:: RAW RECORDS ::
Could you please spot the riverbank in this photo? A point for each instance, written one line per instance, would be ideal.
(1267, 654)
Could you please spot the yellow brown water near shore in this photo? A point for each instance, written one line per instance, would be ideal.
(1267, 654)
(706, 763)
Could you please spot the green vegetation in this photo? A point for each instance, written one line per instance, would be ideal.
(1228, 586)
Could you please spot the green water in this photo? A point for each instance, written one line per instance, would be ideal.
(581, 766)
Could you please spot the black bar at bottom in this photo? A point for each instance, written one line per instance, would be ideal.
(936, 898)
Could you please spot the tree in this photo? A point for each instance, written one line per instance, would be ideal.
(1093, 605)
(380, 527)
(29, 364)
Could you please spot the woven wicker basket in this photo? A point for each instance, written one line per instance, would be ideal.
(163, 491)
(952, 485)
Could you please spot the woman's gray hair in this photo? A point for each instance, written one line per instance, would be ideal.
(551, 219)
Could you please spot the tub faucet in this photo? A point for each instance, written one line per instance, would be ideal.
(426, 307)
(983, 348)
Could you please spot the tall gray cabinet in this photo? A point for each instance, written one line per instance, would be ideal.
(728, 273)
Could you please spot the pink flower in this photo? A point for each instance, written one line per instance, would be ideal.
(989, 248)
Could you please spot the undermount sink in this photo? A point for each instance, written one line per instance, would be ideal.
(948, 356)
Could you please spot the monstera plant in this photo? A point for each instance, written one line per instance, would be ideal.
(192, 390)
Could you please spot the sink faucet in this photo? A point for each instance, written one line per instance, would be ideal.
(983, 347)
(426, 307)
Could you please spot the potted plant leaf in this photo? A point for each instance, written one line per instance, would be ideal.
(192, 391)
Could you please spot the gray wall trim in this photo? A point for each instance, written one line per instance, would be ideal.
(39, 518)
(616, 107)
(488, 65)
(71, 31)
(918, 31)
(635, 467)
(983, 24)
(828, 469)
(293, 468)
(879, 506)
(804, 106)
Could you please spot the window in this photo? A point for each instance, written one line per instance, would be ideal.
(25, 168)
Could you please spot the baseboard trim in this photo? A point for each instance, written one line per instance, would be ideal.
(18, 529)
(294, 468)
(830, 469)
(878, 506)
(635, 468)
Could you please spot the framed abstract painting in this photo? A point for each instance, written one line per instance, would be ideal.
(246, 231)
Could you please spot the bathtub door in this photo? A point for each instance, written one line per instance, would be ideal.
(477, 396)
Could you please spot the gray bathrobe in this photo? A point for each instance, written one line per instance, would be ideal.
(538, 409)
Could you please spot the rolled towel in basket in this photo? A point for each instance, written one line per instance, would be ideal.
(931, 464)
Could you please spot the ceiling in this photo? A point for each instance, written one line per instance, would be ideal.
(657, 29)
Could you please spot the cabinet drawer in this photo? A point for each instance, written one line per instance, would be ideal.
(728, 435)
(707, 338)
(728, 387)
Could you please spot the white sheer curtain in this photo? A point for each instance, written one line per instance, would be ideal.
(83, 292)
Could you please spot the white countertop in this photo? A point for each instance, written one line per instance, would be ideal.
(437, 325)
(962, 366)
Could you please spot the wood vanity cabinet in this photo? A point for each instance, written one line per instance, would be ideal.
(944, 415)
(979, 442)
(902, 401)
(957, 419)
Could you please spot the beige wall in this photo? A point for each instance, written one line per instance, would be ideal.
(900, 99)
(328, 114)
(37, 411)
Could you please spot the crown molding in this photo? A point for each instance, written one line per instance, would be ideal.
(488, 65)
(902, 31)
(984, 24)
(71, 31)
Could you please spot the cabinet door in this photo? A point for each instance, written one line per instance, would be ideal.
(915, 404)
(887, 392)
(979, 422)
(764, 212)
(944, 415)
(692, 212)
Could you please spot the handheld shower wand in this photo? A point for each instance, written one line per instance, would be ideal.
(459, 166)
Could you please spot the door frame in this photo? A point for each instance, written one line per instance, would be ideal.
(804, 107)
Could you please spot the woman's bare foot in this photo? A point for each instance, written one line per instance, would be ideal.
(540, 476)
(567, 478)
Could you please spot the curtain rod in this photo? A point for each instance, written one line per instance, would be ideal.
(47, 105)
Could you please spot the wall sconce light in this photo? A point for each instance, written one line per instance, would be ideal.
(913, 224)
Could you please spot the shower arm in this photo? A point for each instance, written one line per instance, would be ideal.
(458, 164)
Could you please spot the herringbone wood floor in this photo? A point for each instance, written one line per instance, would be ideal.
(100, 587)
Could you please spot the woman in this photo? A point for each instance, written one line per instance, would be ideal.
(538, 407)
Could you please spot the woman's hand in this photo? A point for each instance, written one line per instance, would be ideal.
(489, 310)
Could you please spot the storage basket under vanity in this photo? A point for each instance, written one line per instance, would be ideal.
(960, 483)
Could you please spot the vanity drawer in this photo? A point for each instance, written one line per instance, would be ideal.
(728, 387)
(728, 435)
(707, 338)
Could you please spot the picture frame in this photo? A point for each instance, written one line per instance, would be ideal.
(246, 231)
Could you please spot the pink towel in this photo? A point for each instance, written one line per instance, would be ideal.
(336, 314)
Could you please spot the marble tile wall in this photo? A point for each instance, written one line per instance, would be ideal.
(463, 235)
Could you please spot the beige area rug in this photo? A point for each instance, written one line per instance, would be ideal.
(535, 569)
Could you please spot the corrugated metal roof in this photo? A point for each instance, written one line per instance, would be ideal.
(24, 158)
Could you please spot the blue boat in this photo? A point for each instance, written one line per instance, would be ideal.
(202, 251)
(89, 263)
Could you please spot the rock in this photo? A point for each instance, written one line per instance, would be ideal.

:: REQUIREMENTS ::
Repeat all the entries word for word.

:: EXERCISE ANSWER ::
Could you please spot the riverbank in this photo? A point for each instance, written one line per instance, would be ideal.
(1267, 654)
Could you please spot the yellow brown water near shore in this photo? A point for each instance, written one line per instance, would be ideal.
(1267, 654)
(706, 763)
Could you please spot the green vegetation in this photo? A point for each instance, written one line per instance, would be ideal.
(1228, 586)
Could you please spot the green water in this photo? A point for each instance, written one line per instance, would be ideal.
(581, 766)
Could you please spot the black bar at bottom in this photo? A point for each instance, written one line per instance, would be ideal.
(936, 898)
Could you please spot the tree in this photo? A point for each instance, written one line per instance, would be ideal.
(1093, 605)
(380, 527)
(29, 364)
Could you please spot the woven wicker basket in this photo? A point for each instance, written one line per instance, would be ideal.
(163, 491)
(952, 485)
Could you please spot the woman's gray hair in this photo? A point for each instance, written one line per instance, would be ideal.
(551, 219)
Could you please spot the tub faucet in this photo? A point for each instance, written one line per instance, would be ideal.
(426, 307)
(983, 348)
Could you please spot the tall gray cabinet in this photo? A point for each instance, written one line per instance, would be ideal.
(728, 273)
Could you please spot the pink flower in this photo? A point for each instance, written one line per instance, would be ideal.
(989, 248)
Could you please spot the undermount sink in this photo? A point for each instance, written one line per instance, would be ideal.
(948, 356)
Could you please spot the monstera plant in this photo? A point for each instance, written one line per instance, would be ideal.
(192, 390)
Could you please spot the sink faucet in this photo? A point for each instance, written one line per instance, would be ideal.
(983, 347)
(426, 307)
Could you please spot the potted plant leaf in this photo? A point for each instance, written one line per instance, would be ideal.
(192, 391)
Could you please spot the gray wall trim in this photo? A point for each instance, written one line per instance, would be ideal.
(39, 518)
(616, 107)
(488, 65)
(71, 31)
(918, 31)
(635, 467)
(983, 24)
(828, 469)
(293, 468)
(879, 506)
(804, 106)
Could you please spot the window in this photo? A point for each instance, written one line per instance, would be ideal.
(25, 168)
Could you please spot the baseboard trim in this photo? A point for each instance, written one line per instance, would be ideal.
(18, 529)
(294, 468)
(830, 469)
(878, 506)
(635, 468)
Could you please spot the framed abstract painting in this photo? A point for each instance, written one line per instance, would be ideal.
(246, 231)
Could you please spot the bathtub door in this photo? A point for each instance, written one line per instance, would be ideal.
(477, 396)
Could you please spot the gray bathrobe in this photo? A point for each instance, written one line per instance, would be ideal.
(538, 409)
Could you please spot the rolled towel in basket in this photo? A point for each instance, written one line per instance, would be ideal.
(931, 464)
Could you please spot the ceiling in this photo? A point for each instance, written one line per instance, would be ideal.
(657, 29)
Could you please spot the cabinet drawer in this photo? A point for each instance, written one line per instance, would be ideal.
(728, 435)
(707, 338)
(728, 387)
Could you please spot the white sheer curtain in this photo? A point for each instance, written one line per instance, would be ideal.
(83, 292)
Could you please spot the white countertop in this photo? A point for each instance, written one line per instance, would be ideal.
(437, 325)
(962, 366)
Could you please spot the wood vanity cabinet in this photo? A point for each instance, written one line per instance, would be ideal.
(944, 415)
(979, 442)
(902, 401)
(957, 419)
Could you please spot the beige wall in this photo? A point for each instance, written one line per instance, would be ideal.
(900, 99)
(328, 114)
(37, 411)
Could you please spot the crown molding in this photo? A point for each instance, written one line per instance, would be ideal.
(488, 65)
(902, 31)
(984, 24)
(71, 31)
Could you please spot the cabinet door in this photo? A point for each instance, written one line per instance, would be ideal.
(915, 404)
(887, 392)
(979, 422)
(764, 212)
(944, 415)
(692, 212)
Could you please spot the handheld shower wand in this photo? A point for each instance, written one line per instance, would be ideal.
(459, 166)
Could you please spot the door frame in this photo? A point for each instance, written one line per instance, would be ideal.
(804, 107)
Could you please spot the woman's bare foot in this photo? A point for each instance, written one line per instance, would be ideal.
(540, 476)
(567, 478)
Could you please spot the curtain rod in this photo? A point for each instance, written one line per instance, would be ideal.
(47, 105)
Could you please spot the wall sconce light in this photo? A point for each instance, written one line per instance, would be ideal.
(913, 224)
Could you please spot the shower arm in this photo? A point for each instance, written one line per instance, would be ideal.
(458, 164)
Could you please spot the herringbone wood floor in this photo? A point for each instance, written one line per instance, would be ideal.
(100, 587)
Could you please spot the woman in this photo? A point for each instance, written one line per instance, would be ideal.
(538, 407)
Could you please spot the woman's hand in this photo? A point for each instance, written one line per instance, would be ideal.
(489, 310)
Could you please spot the storage basket under vanity in this photo? A point for each instance, written one line per instance, would be ideal.
(960, 483)
Could you please spot the vanity drawer in this photo? A point for each instance, written one line per instance, would be ideal.
(728, 387)
(728, 435)
(707, 338)
Could you please spot the picture frame in this photo? A point for each instance, written one line per instance, would be ideal.
(246, 231)
Could you please spot the pink towel in this photo? A point for each instance, written one line per instance, would be ideal.
(336, 314)
Could you please spot the marble tile wall in this photo? A point for each instance, written one line per instance, would be ideal.
(463, 235)
Could you please spot the beige area rug in this photo? A point for each instance, written one line per instance, would be ideal.
(535, 569)
Could you please spot the corrugated metal roof in this photo? A point for each instance, written one line per instance, would be ideal.
(24, 158)
Could you please spot the blue boat in this photo? A point for each instance, written one line per instance, would be ideal.
(202, 251)
(89, 263)
Could you please spot the rock in this photo? A point for each instance, written one line per instance, would be ideal.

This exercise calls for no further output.